◆ EXERCISE DESCRIPTION
Only certain lines below are wanted: those starting at the line containing "Put a point on the upper" and ending at the line containing "Put a point on the nose, one per instance.", both included, each retyped exactly.

◆ INPUT

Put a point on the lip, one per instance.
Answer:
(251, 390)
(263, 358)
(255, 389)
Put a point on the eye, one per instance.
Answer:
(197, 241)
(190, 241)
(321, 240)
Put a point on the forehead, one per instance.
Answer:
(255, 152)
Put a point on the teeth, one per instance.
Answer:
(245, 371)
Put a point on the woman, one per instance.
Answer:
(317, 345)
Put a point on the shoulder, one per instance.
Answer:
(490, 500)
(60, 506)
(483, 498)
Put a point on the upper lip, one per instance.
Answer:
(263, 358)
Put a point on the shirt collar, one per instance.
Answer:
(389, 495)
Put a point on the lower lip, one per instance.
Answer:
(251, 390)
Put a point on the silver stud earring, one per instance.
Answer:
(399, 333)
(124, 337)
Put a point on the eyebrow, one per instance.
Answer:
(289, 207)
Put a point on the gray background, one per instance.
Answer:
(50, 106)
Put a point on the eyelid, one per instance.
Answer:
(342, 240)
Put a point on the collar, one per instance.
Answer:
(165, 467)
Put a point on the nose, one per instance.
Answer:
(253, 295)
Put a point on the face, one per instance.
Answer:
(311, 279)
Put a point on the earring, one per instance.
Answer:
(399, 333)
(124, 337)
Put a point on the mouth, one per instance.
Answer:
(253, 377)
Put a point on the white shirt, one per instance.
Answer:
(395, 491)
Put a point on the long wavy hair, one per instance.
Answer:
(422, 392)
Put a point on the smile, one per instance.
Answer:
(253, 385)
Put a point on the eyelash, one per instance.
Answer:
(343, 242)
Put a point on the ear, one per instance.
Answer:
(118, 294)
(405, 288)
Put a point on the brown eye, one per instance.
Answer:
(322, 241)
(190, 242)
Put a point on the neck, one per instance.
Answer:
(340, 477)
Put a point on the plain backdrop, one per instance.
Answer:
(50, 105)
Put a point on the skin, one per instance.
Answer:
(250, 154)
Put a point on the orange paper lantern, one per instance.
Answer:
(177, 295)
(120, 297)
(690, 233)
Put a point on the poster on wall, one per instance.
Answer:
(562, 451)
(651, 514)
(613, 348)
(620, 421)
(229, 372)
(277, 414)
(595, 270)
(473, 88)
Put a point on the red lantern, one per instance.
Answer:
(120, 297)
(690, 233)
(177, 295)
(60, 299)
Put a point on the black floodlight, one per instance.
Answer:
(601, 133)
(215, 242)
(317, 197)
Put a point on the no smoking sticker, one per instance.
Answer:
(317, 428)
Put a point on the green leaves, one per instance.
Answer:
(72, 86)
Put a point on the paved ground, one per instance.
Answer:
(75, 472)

◆ SOLUTION TO THIS EXERCISE
Put a point on the upper lip, one per instance.
Answer:
(263, 358)
Put a point on the shirt collar, one per instance.
Answer:
(389, 495)
Put a point on the lower lip, one per instance.
Answer:
(251, 390)
Put a point on the silver stud earring, one per instance.
Answer:
(399, 333)
(124, 337)
Put a point on the eyebrow, one per instance.
Answer:
(289, 207)
Put a point on the gray background, one per instance.
Answer:
(50, 106)
Put a point on the eyelid, one per instance.
Answer:
(342, 240)
Put a point on the collar, one per instance.
Answer:
(165, 467)
Put a point on the nose, one per instance.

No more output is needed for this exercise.